■ **Data entries**:
■ ■ ■ ■ ■ ■ ■
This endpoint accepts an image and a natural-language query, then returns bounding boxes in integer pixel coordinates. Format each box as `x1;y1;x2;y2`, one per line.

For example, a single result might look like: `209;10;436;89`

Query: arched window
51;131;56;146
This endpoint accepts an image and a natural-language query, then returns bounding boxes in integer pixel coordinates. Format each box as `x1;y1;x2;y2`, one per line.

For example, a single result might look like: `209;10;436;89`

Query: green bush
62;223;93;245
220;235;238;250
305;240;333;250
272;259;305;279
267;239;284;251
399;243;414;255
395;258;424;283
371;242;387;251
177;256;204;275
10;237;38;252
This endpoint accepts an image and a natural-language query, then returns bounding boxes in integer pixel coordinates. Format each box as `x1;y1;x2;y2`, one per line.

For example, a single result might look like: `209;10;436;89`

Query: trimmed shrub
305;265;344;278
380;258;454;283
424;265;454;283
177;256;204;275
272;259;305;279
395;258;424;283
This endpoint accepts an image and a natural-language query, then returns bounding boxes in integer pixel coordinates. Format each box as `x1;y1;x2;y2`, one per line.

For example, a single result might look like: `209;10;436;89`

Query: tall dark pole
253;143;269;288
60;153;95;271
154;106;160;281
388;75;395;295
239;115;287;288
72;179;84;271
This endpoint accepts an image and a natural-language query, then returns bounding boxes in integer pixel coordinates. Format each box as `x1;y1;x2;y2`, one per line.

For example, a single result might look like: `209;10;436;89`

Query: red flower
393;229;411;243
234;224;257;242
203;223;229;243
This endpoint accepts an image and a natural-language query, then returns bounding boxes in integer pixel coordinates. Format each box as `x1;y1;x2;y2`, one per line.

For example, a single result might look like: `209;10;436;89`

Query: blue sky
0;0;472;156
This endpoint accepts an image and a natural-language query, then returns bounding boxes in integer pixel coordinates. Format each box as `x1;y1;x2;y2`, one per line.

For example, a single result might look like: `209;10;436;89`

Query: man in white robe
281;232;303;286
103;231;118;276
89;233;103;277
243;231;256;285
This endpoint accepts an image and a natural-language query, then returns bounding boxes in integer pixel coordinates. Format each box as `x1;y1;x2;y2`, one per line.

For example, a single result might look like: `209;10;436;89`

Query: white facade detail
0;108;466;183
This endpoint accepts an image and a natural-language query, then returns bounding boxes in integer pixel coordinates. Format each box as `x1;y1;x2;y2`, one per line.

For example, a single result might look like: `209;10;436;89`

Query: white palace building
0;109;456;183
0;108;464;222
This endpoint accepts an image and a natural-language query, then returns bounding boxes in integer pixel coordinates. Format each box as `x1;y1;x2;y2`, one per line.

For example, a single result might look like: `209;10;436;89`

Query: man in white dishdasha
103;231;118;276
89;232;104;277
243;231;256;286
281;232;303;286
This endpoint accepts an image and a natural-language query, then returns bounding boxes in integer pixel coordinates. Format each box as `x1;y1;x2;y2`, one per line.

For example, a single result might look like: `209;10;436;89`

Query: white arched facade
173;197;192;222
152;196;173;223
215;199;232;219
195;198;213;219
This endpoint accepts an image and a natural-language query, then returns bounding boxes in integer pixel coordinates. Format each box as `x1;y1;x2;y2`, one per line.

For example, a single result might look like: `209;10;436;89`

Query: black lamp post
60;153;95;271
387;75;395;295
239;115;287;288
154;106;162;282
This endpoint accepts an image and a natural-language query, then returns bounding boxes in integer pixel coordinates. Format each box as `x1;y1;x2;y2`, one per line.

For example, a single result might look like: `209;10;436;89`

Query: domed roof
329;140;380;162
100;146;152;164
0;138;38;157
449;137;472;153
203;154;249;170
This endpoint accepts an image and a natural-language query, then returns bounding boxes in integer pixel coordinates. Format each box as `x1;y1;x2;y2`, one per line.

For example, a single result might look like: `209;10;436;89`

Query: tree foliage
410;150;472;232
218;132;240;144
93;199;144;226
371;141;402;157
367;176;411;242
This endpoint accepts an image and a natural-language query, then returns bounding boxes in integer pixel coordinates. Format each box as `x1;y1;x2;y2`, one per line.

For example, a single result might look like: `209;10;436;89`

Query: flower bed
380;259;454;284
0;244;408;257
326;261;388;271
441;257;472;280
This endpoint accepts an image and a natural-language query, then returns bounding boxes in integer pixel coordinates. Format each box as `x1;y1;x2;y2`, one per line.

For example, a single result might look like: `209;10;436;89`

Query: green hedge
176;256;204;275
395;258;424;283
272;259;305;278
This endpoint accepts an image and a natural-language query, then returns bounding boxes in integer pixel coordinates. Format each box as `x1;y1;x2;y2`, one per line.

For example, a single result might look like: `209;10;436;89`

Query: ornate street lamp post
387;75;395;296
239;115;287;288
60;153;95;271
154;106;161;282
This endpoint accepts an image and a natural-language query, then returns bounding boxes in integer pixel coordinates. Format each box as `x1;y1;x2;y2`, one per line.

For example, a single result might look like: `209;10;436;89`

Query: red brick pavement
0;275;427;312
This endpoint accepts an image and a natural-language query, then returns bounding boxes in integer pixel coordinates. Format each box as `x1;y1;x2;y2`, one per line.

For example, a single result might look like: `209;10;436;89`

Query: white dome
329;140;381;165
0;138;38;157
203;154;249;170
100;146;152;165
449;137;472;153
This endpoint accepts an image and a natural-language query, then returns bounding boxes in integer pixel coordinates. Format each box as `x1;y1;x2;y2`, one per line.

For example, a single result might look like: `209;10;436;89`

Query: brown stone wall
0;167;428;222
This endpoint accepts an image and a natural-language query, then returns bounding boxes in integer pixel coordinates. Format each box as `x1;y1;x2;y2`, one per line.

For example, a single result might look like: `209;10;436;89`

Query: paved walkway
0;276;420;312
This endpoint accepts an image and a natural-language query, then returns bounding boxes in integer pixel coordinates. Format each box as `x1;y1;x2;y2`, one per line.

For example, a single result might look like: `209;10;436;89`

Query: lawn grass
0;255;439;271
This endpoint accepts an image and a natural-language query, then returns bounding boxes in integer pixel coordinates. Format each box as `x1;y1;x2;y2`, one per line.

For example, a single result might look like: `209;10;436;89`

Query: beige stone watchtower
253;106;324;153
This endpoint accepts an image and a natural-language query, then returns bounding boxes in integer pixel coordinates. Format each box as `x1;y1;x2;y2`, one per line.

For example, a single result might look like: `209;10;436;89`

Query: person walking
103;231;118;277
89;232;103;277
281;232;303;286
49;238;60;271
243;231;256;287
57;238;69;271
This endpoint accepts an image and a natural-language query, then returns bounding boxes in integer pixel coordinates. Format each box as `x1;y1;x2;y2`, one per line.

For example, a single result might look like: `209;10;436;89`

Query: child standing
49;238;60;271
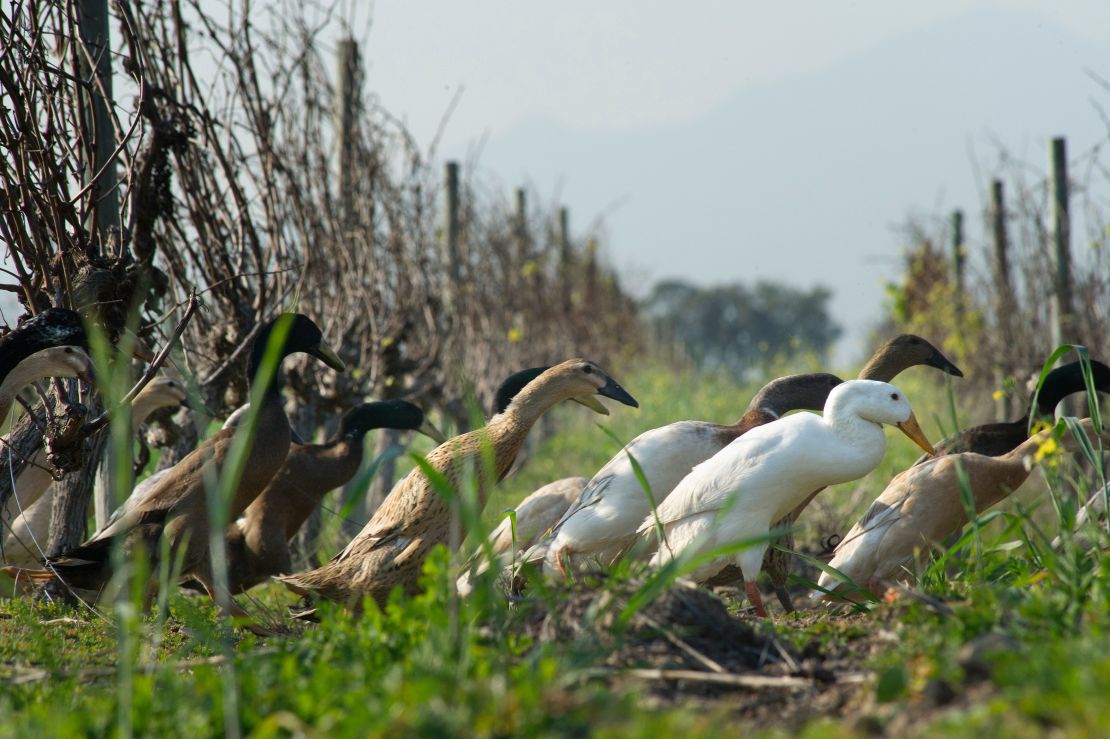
■ ■ ■ ■ ■ ■ ■
■ **Given exercise**: Reproduce all of the data above verbatim, omitting the pictures.

■ **Answer to this problem**:
This endpoint accepts an image and a natural-language query, then returns bounding boxes in integer pixel coordinates. Format each box as `x1;y1;x2;y2`, one per line.

For example, a single result might look like: `209;10;436;89`

Query: arched window
51;131;56;146
This endpoint accepts an image and a natural-language query, then returns bounding boxes in integer pixel coordinates. Format each box as `x1;y1;x2;y2`, one per line.

For example, a single result might look like: `209;10;436;89`

Query: green bush
62;223;93;245
220;235;238;250
305;240;333;250
272;259;305;279
267;239;284;251
399;243;414;255
395;258;424;283
371;242;387;251
177;256;204;275
10;237;38;252
This endpoint accepts an image and a natural-language query, then returns bounding boxes in integer pixel coordinates. Format each box as `x1;y1;x2;y2`, one per line.

For example, a single result might look like: `209;10;436;89`

Query: trimmed shrub
305;265;344;278
380;258;454;283
424;265;454;283
177;256;204;275
272;259;305;279
395;258;424;283
This endpoint accepts an image and a natural-language query, then returns bounding boxes in integer pixel coordinates. Format each box as `x1;y1;x2;y2`, one per line.

For example, a single result might look like: `209;10;436;89`

Query: tall dark pole
253;143;269;288
60;153;95;271
154;106;160;281
388;75;395;295
239;115;287;288
72;179;84;271
This endpoint accepts an image and a natural-language query, then returns bounding boxes in integer pixel coordinates. Format each box as `x1;y1;x2;y2`, one per line.

For example, a single result might look like: `209;10;436;89`

Query: red flower
393;229;411;243
234;224;257;242
203;223;229;243
This endpoint accepts an image and a natural-language query, then returns bounding boxes in integer pixel coordinates. Format each box as `x1;y1;x2;y2`, one per line.

For example, a single result might look like: `209;10;436;89`

Query: blue sky
0;0;472;156
This endpoint accepts an image and a natural-language query, then returns bounding boxes in integer pixel coordinates. Format each box as `x1;y1;x2;y2`, one per line.

For example, a single result might look like: `209;10;436;89`

Query: man in white robe
281;232;303;286
103;231;118;276
89;233;103;277
243;231;256;285
This endpoint accepts an image and a natural-language query, then returns bounding boxes in integer pixel coordinates. Format each box as `x1;y1;x2;y2`, one per line.

For example, a single result might look like: `209;10;436;89`

Query: white facade detail
0;108;466;183
This endpoint accepts an image and a natural-language query, then returns bounding boxes in integer pixel coordinates. Format each box as `x1;y1;x2;y2`, one per line.

For example, a single result might look like: `209;10;436;89`

Query: white palace building
0;109;456;183
0;108;464;222
This endpoint accepts an image and a natural-language query, then returns bounding boxes in integer pixel coordinates. Format each box as `x1;y1;x2;y2`, one per line.

For example, a single result might look like: `209;10;436;89`

Query: man in white dishdasha
103;231;118;276
89;232;104;277
243;231;256;286
281;232;303;286
This endpoint accepts an image and a natural-language query, then returns bounding boxes in integer pixel coordinates. Format each box as `x1;y1;x2;y2`, one per line.

For example, a single result might look like: `209;10;436;89`

Query: white arched facade
173;197;192;222
152;196;173;223
215;199;232;219
195;198;213;219
This endpoint accepts an image and a natural-language query, then returns bounding boxes in integer pixel coordinates. Format each box as `x1;y1;x2;y2`, one per line.

For example, a single result might look like: `209;10;436;89`

Query: black lamp post
60;153;95;271
387;75;395;295
239;115;287;288
154;106;162;282
This endpoint accepts an image and a natural-language query, then returns bounding boxes in integer pixel coordinates. Format each box as `x1;y1;x2;y2`, one per line.

For example, a single result might look like: `209;10;436;89`

Query: domed roof
329;140;380;162
100;146;152;164
0;138;38;157
449;137;472;153
203;154;249;170
This endpoint accepts an image and a natural-language query, then returns bounding boxes in integer pixel coordinates. Format each box as `x1;y1;x2;y2`, one per line.

For example, a single result might look like: `209;10;436;89`

Query: tree foliage
410;150;472;232
218;132;240;144
93;199;144;226
371;141;402;157
367;176;411;242
This endpoint accepts an image and a natural-language query, then returns bounding boxes in integer pixel coordinates. Format each box as `x1;y1;x2;y2`, one per line.

For example, a single result might look like: `209;10;436;89`

Query: flower bed
380;259;454;284
0;244;408;257
326;261;388;271
441;257;472;280
This endpoint accepts an image and a natural-language query, then returns bounding boxes in integer pixel coordinates. Format each box as `x1;y1;x2;y2`, one per line.

For example, a single result might look like: `209;10;436;89`

Query: green hedge
176;256;204;275
395;258;424;283
272;259;305;278
This endpoint accepts an image and a natural-language query, then returns bounding boxes in integer pixel coordinates. Format each box as `x1;y1;x2;y2`, one per line.

For example, a single result might look like: `209;10;436;89`

Query: ornate street lamp post
387;75;395;296
239;115;287;288
60;153;95;271
154;106;161;282
This endpoint accepts an image and a natural-language query, then returns bounding boxes in integer pixel coordinates. Format each box as `x1;y1;x2;y2`, one per line.

For example, a single result might look like: `209;10;436;89`

Query: red brick pavement
0;275;427;312
This endpoint accepts an image and a natural-language query, then returns bounding boxes in integer pixel coordinates. Format each box as `x1;y1;x2;y2`, one per line.

For example, a single result might look like: `209;10;436;89`

Query: white dome
329;140;381;165
0;138;38;157
203;154;249;170
100;146;152;165
449;137;472;153
This endpoint accepts an image and a natural-language query, then returns bounding boxes in integer pixel coordinates. Format each box as `x1;y1;x2;y2`, one per line.

For example, a single result might look like: `209;10;436;89`

Query: brown stone wall
0;167;428;222
This endpoint accepts an image and a natural-language query, then returns bounding boxes in integer pixel coordinates. Format each box as `x1;y1;x2;y2`, one per line.

For example, a single result might look like: `209;10;436;89`

Query: paved walkway
0;276;420;312
This endpoint accepts an image and a natural-language query, then returns bounding boxes in integer pixel coordinates. Format each box as `x1;y1;x2;y2`, one per line.

For example, a single result might look like: `209;10;436;89`

Query: lawn grass
0;255;439;271
This endpoint accepts an image and a natural-language query, then returns bounding boxes in integer pixel coordinates. Format each box as `x1;y1;x2;y2`, one per line.

For example, a single result might look like: `209;10;436;89`

Query: beige stone watchtower
253;106;324;153
This endpoint accepts an image and a natural-language query, then returns bounding boxes in integer pixel coordinates. Format each box as `x1;y1;x2;y2`, one per line.

For example, a single result might look like: `209;10;436;89`

Query: person walking
103;231;118;277
89;232;103;277
281;232;303;286
49;238;60;271
243;231;256;287
57;238;69;271
This endpoint accepts an image and a natural-language query, then returns bounding boxes in integer pixel coordinates. Format each box as `x1;y1;x2;y2`, one per line.

For example, a single result might look like: `209;10;436;89`

Query: child standing
49;238;60;271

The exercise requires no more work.